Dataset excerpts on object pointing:
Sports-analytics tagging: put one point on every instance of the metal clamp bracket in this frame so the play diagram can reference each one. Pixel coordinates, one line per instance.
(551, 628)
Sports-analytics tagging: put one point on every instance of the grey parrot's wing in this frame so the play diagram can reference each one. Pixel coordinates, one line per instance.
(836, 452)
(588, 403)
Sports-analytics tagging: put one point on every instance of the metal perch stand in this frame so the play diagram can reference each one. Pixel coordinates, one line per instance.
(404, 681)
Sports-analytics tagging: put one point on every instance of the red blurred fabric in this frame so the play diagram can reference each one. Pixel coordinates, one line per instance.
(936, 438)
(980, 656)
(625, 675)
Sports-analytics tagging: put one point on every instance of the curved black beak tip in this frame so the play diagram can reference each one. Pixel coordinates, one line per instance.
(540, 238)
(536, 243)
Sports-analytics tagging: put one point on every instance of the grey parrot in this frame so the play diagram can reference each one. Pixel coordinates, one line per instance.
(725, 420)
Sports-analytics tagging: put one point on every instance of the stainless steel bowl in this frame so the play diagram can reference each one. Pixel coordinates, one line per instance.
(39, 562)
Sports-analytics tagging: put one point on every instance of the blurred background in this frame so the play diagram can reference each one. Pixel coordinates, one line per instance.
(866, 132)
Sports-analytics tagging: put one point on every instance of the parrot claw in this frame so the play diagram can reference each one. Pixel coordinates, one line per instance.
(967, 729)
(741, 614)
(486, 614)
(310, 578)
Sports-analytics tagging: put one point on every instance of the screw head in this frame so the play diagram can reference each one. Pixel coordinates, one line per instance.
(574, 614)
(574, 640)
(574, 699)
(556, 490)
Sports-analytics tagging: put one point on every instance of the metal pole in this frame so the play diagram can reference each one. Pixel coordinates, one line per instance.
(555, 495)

**Directions for this task:** Please rewrite the material, requests included, beginning at the line that has "the metal pole" and stopping at the end of the material. Raise every coordinate in the answers by 123.

**Expected answer:**
Sports-analytics tagging: put one point on every instance of the metal pole in this frame so the play diagram can reference each one. Pixel coordinates, one line per instance.
(678, 618)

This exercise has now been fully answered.